SET EXERCISE => Only the lines from the one with "baseball cap in this photo." to the end of the data below should be given again, exactly, with both ends included and pictures omitted.

TASK MATERIAL =>
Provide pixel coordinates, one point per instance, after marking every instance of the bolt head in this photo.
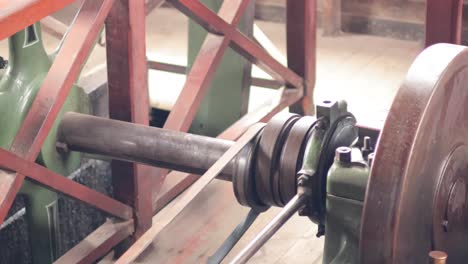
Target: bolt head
(343, 154)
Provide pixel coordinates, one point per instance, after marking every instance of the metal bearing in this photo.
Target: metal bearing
(268, 155)
(291, 157)
(244, 178)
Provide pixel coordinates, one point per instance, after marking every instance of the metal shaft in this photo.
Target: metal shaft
(286, 213)
(149, 145)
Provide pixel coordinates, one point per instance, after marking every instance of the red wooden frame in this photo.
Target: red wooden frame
(443, 21)
(137, 196)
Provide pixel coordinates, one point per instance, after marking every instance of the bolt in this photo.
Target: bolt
(343, 154)
(320, 230)
(3, 63)
(366, 146)
(445, 225)
(61, 148)
(302, 181)
(438, 257)
(370, 158)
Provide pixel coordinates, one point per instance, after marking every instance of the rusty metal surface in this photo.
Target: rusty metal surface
(420, 156)
(53, 92)
(276, 223)
(102, 240)
(232, 133)
(129, 101)
(443, 21)
(301, 33)
(173, 210)
(16, 15)
(142, 144)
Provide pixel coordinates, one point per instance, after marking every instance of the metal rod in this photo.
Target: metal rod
(149, 145)
(168, 214)
(286, 213)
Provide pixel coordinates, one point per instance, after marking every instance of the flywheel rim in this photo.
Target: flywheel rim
(389, 233)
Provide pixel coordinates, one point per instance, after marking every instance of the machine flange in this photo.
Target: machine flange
(416, 195)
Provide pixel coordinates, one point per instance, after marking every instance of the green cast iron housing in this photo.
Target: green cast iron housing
(346, 188)
(19, 85)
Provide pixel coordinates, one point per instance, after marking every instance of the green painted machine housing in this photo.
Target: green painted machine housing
(28, 65)
(227, 97)
(346, 188)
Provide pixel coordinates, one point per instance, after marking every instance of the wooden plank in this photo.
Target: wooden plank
(98, 243)
(16, 15)
(129, 101)
(53, 93)
(443, 21)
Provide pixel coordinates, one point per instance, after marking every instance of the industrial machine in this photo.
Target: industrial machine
(395, 194)
(391, 203)
(19, 86)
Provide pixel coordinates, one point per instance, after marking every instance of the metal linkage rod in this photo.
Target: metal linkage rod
(286, 213)
(149, 145)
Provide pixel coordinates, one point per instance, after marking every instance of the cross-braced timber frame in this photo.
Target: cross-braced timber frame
(137, 196)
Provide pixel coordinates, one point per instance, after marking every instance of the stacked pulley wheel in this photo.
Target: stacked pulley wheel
(265, 171)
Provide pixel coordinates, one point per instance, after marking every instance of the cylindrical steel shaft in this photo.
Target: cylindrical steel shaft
(149, 145)
(289, 210)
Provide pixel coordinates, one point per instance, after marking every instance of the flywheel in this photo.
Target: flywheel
(416, 199)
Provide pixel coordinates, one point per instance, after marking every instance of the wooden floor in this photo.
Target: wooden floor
(366, 71)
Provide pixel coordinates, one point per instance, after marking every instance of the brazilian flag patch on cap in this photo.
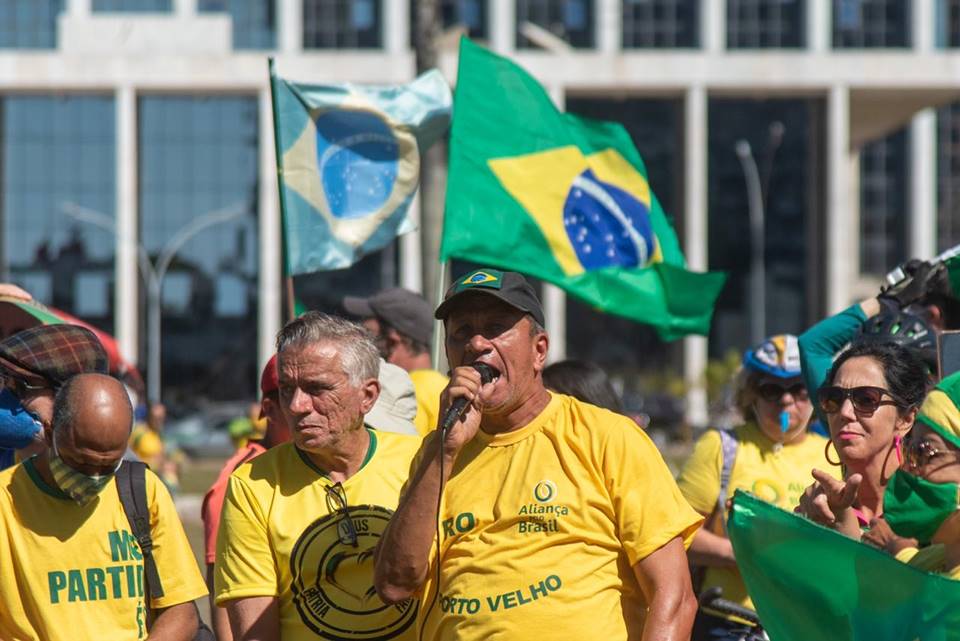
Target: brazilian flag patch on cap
(489, 278)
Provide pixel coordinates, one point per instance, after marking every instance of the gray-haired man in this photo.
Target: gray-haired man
(301, 521)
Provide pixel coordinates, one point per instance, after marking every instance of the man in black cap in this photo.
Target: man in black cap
(401, 321)
(554, 511)
(34, 364)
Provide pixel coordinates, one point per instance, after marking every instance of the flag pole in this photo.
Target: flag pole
(437, 323)
(290, 297)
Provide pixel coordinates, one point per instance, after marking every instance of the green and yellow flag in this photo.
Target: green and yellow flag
(808, 582)
(564, 199)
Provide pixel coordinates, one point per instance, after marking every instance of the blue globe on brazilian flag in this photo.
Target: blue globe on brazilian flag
(349, 158)
(564, 199)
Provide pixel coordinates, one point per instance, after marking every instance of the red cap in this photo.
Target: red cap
(269, 379)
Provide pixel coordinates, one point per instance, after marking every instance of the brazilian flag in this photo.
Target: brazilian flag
(564, 199)
(808, 582)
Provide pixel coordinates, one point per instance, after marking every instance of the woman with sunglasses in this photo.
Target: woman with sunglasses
(870, 401)
(770, 454)
(921, 523)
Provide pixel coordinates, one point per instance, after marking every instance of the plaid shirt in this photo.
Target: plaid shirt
(53, 353)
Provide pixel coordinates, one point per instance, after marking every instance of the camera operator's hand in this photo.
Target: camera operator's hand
(922, 279)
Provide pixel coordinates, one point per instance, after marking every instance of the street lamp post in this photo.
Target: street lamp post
(153, 273)
(757, 192)
(758, 294)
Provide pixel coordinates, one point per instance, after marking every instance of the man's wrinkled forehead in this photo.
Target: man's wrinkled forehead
(309, 360)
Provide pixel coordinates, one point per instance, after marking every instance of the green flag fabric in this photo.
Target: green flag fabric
(953, 270)
(564, 199)
(809, 582)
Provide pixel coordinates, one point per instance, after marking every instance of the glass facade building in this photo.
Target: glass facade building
(133, 6)
(569, 20)
(787, 163)
(948, 176)
(863, 24)
(254, 22)
(171, 127)
(342, 24)
(199, 157)
(57, 201)
(29, 24)
(766, 24)
(884, 185)
(661, 24)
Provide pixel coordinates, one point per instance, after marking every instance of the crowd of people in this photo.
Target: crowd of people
(507, 498)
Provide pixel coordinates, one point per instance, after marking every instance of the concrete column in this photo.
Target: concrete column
(78, 8)
(411, 256)
(922, 19)
(819, 26)
(503, 25)
(127, 274)
(695, 239)
(269, 282)
(609, 27)
(923, 184)
(554, 298)
(396, 26)
(840, 262)
(714, 26)
(291, 26)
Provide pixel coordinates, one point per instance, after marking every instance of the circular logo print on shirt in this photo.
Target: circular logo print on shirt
(545, 491)
(333, 580)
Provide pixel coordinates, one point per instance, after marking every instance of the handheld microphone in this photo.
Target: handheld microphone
(459, 405)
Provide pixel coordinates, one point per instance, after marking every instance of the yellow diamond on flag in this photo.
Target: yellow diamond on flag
(593, 210)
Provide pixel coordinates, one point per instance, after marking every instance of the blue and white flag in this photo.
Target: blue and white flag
(349, 158)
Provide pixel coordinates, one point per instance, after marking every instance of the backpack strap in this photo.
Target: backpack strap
(728, 450)
(132, 487)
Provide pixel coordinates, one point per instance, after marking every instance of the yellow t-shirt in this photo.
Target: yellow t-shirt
(775, 473)
(542, 527)
(427, 384)
(277, 538)
(75, 572)
(146, 443)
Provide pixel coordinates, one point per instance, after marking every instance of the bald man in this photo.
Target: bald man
(77, 569)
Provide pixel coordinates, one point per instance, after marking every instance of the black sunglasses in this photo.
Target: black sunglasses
(866, 399)
(773, 392)
(21, 388)
(337, 504)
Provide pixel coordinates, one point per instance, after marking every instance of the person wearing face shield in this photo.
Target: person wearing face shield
(921, 505)
(34, 364)
(74, 569)
(770, 454)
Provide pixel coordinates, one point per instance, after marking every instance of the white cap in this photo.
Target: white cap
(396, 406)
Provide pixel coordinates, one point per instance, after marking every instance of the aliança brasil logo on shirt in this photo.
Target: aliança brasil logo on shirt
(545, 491)
(333, 581)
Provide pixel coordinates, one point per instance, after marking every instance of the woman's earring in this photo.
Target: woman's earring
(826, 454)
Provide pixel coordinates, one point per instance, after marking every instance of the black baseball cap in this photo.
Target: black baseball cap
(408, 312)
(510, 287)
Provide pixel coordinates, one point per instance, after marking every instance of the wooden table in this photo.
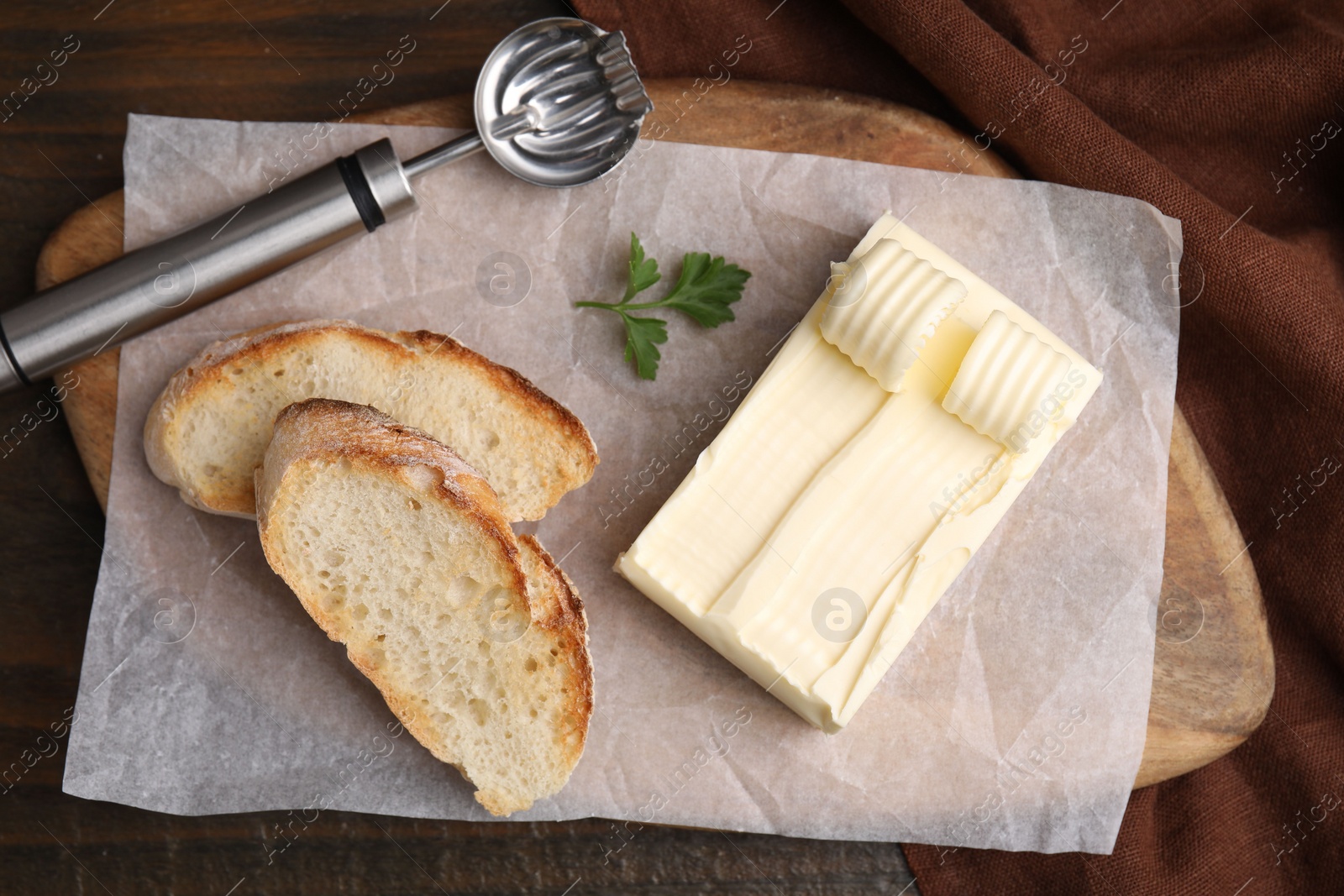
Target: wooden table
(53, 559)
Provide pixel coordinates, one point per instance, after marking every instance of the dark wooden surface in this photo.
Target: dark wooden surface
(250, 60)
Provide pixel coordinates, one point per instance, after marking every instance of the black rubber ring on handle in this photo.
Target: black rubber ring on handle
(356, 184)
(13, 362)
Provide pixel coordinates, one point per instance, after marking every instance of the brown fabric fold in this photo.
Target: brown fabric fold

FINISHED EXERCISE =>
Provide pixel coordinates, one point per instance, after marking every instance of the black baseball cap in this photo.
Target: black baseball cap
(408, 312)
(510, 287)
Provide pixel coordinates, one point per instance, after marking every instance of the wooden table in this photo.
Target: wooden table
(53, 559)
Provide pixel coordinates, one point per instance, after marking every instance of the dark wooden surface in this photo.
Target: dark wooden surface
(250, 60)
Provide pixel coordinates, one point per instance, after marking every instance of the black rubber ring on handle in this photo.
Target: black rubber ring on handle
(356, 184)
(13, 362)
Provide pixel coordinates, one point per instance, after marking every instance of the brown fabric fold in this photo.
Target: brown fabric fold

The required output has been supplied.